Copy the passage on humanities in medical education, starting with "5. Lempp, H." and going on through "assessed through the methods of the natural sciences.", substituting "positivism" for "scientism" wherever it occurs.

=== Excerpt to read ===
BEGIN
Humanities are a way to teach people to think about, understand, be moved by and engage with the human condition. If we can accomplish this end, in ways that are rigorous, or entertaining, or both, we will be on the path to creating a new “society” of physicians, who look at patients and doctoring very differently than the present generation. In doing so, we cannot rely on the educational institutions in which we find ourselves, because they were created out of modernist, Flexnerian assumptions about the nature of health, illness, and medicine. We must rely on each other, on communities of individuals, comprised of humanities scholars, clinicians, and even basic scientists who share certain visions and aspirations for healthcare, and who are willing to risk teaching in ways that honor the full potentiality of the humanities in medical education.

References

1. Havel, V. New Year’s address to the nation. 1990.http://old.hrad.cz/president/Havel/speeches/1990/0101_uk.html

2. Havel, V. A farewell to politics. The New York Review of Books. 49:16, October 24, 2002. http://www.nybooks.com/articles/15750

3. Edson, M.. W;t. New York: Faber and Faber, 1999

4. Coulehan, J.L. Tenderness and steadiness: emotions in medical practice. Literature and Medicine. 14:222-36, 1995

5. Lempp, H. and Seale, C. the hidden curriculum in undergraduate medical education: qualitative study of medical students’ perception of teaching. British Medical Journal. 329:770-3, 2004

2 comments
  1. Daniel Goldberg

    Dr. Shapiro,

    This is a wonderful post, and there is much in here I agree with. I do want to note, as I have on Medical Humanities Blog, my frustration with the admittedly well-intentioned effort to make the humanities relevant to medical education by aping the methodologies of the natural sciences. I understand why this occurs — you note the reasons in your post — but am perhaps less sympathetic to it, mostly because it perpetuates the scientism that I tend to see as pervasive among medical educators, trainees, and students. This scientism manifests, inter alia, in the belief that any object of inquiry is best assessed through the methods of the natural sciences.

    As your exposition of Wit demonstrates, this perception becomes almost obviously fallacious once any kind of scrutiny is turned to it. There are a great many emotions, phenomena, and ideas worth thinking about that can only be poorly assayed, if at all, through the methods of the natural sciences. Nevertheless, the scientist pretension, as David Tracy put it, is IMO deeply embedded in science and in medical education as well.
END
=== Data for analysis ===
BEGIN
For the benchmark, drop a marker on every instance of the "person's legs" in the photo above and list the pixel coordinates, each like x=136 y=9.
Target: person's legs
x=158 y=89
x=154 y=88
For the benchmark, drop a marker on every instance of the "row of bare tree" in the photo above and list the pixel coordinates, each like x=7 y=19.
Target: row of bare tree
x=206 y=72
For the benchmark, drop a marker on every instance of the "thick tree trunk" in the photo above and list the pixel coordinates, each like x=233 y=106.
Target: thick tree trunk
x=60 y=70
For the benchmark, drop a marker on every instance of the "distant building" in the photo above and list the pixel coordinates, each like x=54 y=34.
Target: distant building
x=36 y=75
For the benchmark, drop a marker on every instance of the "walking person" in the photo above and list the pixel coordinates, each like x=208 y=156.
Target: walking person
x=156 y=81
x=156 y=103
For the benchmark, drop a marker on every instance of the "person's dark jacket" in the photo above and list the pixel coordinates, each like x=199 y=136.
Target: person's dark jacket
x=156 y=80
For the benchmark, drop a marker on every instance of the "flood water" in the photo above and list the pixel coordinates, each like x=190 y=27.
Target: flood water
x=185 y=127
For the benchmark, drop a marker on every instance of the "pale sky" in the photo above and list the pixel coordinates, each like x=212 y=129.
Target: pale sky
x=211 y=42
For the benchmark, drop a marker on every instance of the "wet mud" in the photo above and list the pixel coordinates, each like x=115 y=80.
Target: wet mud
END
=== Your response ===
5. Lempp, H. and Seale, C. the hidden curriculum in undergraduate medical education: qualitative study of medical students’ perception of teaching. British Medical Journal. 329:770-3, 2004

2 comments
  1. Daniel Goldberg

    Dr. Shapiro,

    This is a wonderful post, and there is much in here I agree with. I do want to note, as I have on Medical Humanities Blog, my frustration with the admittedly well-intentioned effort to make the humanities relevant to medical education by aping the methodologies of the natural sciences. I understand why this occurs — you note the reasons in your post — but am perhaps less sympathetic to it, mostly because it perpetuates the positivism that I tend to see as pervasive among medical educators, trainees, and students. This positivism manifests, inter alia, in the belief that any object of inquiry is best assessed through the methods of the natural sciences.